MATERIAL FOR THIS EXERCISE:

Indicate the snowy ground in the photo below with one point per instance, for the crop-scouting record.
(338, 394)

---

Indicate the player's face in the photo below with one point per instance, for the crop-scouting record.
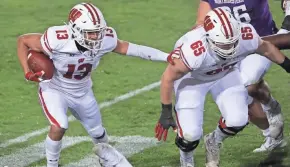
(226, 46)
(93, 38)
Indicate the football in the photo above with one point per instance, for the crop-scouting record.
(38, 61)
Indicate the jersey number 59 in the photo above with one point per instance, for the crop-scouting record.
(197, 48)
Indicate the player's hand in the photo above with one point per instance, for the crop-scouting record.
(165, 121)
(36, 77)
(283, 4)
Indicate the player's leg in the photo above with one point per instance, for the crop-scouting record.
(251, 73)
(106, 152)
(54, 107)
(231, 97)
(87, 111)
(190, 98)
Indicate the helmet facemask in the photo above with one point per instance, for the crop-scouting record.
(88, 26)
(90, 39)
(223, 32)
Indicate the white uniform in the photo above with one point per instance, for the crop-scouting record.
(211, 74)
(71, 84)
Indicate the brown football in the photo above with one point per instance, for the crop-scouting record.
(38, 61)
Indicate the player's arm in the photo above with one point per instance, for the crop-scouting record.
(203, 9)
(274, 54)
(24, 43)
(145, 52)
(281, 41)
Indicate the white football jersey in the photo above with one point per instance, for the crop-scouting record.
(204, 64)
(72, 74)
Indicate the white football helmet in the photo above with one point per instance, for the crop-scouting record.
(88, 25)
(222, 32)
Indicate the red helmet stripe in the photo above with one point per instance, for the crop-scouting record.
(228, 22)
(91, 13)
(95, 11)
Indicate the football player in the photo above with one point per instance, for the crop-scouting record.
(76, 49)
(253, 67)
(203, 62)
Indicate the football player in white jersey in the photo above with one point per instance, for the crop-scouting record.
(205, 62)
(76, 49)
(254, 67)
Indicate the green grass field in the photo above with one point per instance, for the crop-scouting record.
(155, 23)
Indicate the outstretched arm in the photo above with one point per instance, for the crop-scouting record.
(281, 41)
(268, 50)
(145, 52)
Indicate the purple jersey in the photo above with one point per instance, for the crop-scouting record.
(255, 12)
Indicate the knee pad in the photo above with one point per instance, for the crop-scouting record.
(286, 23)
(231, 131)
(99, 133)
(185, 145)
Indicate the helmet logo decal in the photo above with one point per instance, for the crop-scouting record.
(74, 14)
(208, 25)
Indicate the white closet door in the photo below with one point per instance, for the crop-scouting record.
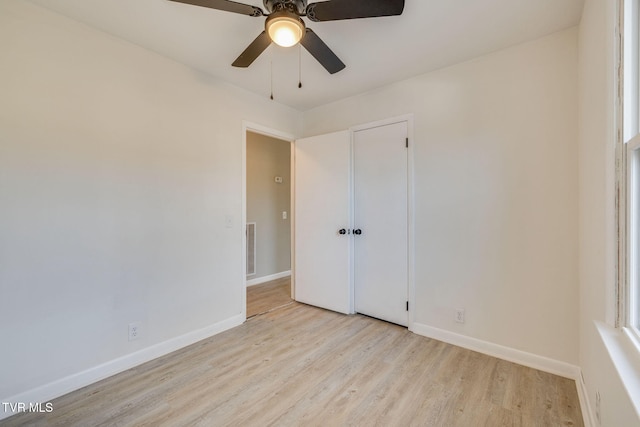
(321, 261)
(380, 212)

* * *

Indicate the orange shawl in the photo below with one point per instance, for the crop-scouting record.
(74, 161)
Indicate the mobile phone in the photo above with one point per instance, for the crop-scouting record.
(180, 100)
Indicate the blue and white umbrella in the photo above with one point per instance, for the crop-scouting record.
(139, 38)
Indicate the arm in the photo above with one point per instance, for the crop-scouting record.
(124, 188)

INSTRUCTION: Extract every line of the records that contains the string "helmet", copying each such line in full.

WRITTEN SOLUTION:
Indicate the helmet facemask in the photo above with one point per instance, for the crop-scouting record.
Indicate the white football helmet in the photo above with one point per instance, for the crop-scouting record.
Indicate the red helmet stripe in the photo above with one point per instance, for the crop-scouting record.
Indicate the helmet logo decal in the photo above with one point per instance, for the crop-scouting record.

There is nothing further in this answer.